A word-for-word repeat of all the data is the goal.

Extracted data entries =
+ + + + + + +
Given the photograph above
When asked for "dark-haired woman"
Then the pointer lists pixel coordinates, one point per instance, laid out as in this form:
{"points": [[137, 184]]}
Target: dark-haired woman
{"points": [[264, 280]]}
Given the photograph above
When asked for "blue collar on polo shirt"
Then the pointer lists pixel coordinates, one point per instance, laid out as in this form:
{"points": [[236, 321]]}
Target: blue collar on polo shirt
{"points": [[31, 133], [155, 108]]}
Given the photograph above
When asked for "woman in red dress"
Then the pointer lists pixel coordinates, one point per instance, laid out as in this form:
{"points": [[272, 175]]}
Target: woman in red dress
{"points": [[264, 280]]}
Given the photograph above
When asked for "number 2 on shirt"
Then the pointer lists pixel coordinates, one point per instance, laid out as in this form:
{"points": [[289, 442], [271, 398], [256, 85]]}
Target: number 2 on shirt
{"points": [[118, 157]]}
+ + + + + + +
Answer area =
Given the photograph above
When asked for "dark-haired woman"
Then the pointer lists pixel coordinates, one point per instance, laid out as in this form:
{"points": [[137, 184]]}
Target: dark-haired woman
{"points": [[264, 280]]}
Given the photograph above
When asked for "blue collar on polo shirt"
Then the pointer lists pixel coordinates, one point per instance, laid out as in this form:
{"points": [[236, 321]]}
Target: blue collar on polo shirt
{"points": [[31, 133], [155, 108]]}
Given the photograph above
When asked for "woman in red dress"
Then the pointer lists pixel coordinates, one point per instance, laid out as in this form:
{"points": [[272, 175]]}
Target: woman in red dress
{"points": [[264, 280]]}
Given the photograph above
When asked for "number 2 on shirt"
Then the pointer lists pixel coordinates, one point per instance, laid out as in this form:
{"points": [[289, 442], [271, 398], [256, 85]]}
Target: number 2 on shirt
{"points": [[118, 157]]}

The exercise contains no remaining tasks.